%%
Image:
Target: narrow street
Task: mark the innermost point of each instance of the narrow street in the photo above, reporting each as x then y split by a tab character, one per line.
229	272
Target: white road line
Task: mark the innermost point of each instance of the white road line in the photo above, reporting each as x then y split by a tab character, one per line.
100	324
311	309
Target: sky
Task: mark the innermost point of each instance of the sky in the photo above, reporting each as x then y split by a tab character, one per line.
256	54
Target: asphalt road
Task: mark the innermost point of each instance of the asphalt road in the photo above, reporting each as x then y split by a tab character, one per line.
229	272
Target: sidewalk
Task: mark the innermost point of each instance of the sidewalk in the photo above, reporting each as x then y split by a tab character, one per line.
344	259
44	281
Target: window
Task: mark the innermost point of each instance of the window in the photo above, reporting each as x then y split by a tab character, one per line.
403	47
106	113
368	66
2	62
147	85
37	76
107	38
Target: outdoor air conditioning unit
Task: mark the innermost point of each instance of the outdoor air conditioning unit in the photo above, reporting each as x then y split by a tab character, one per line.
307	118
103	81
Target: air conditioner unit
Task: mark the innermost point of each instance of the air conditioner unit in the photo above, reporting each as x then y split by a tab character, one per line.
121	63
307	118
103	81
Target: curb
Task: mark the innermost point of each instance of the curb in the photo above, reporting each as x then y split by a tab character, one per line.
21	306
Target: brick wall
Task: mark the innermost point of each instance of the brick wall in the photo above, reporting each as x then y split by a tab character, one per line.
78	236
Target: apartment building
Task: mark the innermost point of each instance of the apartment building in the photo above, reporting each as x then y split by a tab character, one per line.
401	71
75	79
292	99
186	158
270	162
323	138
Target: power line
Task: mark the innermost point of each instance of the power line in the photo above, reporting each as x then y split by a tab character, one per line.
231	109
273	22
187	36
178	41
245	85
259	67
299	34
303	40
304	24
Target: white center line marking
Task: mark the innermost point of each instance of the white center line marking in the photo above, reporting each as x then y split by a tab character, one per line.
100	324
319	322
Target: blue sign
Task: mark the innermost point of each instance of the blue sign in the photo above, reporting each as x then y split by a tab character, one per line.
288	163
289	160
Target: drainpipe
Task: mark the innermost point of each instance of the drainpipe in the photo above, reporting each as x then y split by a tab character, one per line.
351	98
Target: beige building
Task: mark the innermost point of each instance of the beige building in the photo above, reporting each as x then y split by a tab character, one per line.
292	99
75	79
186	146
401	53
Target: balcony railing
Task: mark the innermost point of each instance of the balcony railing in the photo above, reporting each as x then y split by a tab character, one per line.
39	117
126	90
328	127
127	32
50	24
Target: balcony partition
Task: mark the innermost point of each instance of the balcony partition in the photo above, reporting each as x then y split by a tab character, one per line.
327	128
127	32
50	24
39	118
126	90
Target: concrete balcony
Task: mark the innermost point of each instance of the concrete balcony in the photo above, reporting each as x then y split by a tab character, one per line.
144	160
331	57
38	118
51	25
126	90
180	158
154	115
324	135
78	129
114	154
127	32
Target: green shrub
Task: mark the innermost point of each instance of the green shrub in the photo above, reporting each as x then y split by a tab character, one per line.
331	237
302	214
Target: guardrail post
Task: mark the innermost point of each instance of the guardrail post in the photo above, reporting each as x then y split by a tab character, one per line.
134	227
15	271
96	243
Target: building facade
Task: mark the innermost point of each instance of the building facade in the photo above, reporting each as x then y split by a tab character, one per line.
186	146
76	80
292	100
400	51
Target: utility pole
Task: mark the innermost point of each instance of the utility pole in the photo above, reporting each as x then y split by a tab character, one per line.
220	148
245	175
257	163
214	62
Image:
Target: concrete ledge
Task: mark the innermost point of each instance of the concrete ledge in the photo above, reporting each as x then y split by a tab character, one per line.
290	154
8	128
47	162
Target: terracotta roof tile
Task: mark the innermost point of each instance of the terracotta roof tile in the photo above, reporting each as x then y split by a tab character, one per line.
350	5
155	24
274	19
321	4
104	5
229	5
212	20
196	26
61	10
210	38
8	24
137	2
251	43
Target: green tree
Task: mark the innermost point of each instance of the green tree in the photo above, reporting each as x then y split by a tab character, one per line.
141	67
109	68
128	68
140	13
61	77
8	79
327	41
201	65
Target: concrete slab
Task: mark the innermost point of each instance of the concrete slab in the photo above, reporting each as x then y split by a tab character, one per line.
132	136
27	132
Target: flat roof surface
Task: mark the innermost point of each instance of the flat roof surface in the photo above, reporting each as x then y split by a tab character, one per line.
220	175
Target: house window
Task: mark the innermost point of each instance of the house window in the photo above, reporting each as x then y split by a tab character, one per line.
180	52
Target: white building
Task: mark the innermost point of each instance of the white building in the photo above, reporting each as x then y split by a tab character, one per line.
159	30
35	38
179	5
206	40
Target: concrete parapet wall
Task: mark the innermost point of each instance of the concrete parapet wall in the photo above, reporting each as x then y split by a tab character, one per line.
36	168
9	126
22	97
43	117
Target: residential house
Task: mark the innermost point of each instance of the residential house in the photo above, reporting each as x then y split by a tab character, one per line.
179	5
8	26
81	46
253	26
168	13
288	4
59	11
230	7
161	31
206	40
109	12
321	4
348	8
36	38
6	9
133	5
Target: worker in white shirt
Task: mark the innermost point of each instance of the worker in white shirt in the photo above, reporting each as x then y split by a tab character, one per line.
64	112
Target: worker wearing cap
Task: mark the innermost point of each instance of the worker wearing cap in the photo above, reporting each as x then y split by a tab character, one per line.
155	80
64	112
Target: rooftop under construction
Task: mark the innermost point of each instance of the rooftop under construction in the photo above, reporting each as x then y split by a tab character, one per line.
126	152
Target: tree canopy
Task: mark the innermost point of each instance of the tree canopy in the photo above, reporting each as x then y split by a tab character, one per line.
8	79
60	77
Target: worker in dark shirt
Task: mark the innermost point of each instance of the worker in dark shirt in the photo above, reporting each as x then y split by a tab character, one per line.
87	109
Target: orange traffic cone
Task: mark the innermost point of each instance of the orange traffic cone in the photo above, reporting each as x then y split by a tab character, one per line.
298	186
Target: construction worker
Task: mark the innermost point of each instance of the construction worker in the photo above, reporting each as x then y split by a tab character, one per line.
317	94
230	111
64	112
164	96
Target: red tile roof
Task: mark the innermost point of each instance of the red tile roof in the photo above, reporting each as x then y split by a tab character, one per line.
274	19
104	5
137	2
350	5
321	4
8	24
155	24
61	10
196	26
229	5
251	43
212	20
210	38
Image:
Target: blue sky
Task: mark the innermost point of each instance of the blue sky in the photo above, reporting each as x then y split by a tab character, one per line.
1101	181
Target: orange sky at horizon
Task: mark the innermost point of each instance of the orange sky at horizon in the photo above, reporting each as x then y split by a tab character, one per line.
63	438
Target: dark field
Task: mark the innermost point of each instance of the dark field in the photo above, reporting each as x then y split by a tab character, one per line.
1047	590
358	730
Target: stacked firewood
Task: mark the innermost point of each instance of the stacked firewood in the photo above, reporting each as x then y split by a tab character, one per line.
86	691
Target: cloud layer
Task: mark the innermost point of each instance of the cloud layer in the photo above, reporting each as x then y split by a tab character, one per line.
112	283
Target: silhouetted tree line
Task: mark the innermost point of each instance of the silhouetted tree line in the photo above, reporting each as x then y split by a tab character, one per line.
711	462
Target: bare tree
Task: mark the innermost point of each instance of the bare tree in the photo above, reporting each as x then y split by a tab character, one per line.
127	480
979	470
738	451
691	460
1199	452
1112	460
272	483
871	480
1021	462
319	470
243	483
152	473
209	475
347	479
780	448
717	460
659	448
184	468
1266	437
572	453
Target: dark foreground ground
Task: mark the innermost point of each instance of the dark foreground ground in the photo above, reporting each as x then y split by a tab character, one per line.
%%
• _What you have to do_: Begin at the line that has "Target: bare tree" and continue through the end of the material. Reproduce those lines with "innermost point" swapped for "central point" and everything else left as it is.

• _Complete output_:
Target: bare tree
Task: mark the central point of each instance of the bare tree in the photo above, reporting each as x then y split by a tab character, one per line.
127	480
979	470
738	451
691	460
1199	452
1112	460
272	483
871	480
1021	462
319	470
243	483
152	473
209	475
347	479
780	448
717	460
659	448
184	468
1266	437
572	453
Target: dark foreground ground
Task: mark the central point of each instance of the dark foreground ground in the photo above, reporting each as x then y split by a tab character, one per line.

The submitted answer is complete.